"""

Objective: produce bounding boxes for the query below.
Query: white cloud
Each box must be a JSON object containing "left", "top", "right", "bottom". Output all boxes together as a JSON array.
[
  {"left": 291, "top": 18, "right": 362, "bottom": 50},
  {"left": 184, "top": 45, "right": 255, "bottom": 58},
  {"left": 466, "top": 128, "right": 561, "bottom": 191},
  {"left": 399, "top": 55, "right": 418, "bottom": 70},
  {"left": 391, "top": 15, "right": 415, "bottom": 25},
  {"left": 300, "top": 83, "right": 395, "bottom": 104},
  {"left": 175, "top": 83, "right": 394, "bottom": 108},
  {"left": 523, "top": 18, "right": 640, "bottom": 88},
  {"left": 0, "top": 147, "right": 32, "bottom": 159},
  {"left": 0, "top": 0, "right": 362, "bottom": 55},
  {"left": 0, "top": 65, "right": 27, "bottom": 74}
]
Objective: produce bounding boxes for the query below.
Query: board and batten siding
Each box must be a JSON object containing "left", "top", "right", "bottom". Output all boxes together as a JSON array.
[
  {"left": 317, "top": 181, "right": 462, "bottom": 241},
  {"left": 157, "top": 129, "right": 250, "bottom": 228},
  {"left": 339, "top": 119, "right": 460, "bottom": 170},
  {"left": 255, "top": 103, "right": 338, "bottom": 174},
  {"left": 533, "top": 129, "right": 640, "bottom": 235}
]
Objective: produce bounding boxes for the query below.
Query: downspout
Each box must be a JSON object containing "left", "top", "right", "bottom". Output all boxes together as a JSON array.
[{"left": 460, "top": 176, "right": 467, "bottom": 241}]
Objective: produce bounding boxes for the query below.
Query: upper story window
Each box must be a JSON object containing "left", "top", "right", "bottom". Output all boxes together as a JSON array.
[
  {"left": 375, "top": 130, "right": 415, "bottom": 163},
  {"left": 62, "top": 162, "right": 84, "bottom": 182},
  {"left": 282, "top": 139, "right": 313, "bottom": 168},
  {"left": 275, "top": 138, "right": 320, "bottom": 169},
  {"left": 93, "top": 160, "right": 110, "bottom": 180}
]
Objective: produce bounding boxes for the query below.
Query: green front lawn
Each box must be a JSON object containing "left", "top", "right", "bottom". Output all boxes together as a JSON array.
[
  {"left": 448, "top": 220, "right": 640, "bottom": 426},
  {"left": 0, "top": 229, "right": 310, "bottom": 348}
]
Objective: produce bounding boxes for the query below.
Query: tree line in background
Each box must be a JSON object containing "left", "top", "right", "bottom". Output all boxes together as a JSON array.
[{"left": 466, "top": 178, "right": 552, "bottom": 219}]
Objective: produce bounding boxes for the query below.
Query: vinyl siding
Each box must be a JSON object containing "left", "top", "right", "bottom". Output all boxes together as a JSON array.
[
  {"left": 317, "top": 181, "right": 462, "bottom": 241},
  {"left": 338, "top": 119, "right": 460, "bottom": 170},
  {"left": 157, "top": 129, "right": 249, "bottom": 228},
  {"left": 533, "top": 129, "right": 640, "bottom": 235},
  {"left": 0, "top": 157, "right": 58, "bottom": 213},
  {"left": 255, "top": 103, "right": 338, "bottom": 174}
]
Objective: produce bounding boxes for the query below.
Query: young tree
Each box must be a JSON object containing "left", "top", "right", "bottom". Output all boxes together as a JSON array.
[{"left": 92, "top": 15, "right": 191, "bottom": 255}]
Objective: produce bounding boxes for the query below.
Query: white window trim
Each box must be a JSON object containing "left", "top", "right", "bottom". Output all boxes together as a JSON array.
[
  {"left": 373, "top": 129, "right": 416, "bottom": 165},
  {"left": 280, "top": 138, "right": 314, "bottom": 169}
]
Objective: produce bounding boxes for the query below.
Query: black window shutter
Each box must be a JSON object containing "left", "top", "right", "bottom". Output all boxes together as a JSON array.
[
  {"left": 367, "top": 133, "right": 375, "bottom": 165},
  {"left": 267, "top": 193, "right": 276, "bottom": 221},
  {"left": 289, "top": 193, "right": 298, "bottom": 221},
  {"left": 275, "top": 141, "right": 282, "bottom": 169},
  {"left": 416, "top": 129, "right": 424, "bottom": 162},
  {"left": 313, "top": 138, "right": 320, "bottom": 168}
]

"""

Gather every line of the listing above that contains the string "siding", matching case exactly.

Solution:
Query: board and batten siding
Query: vinyl siding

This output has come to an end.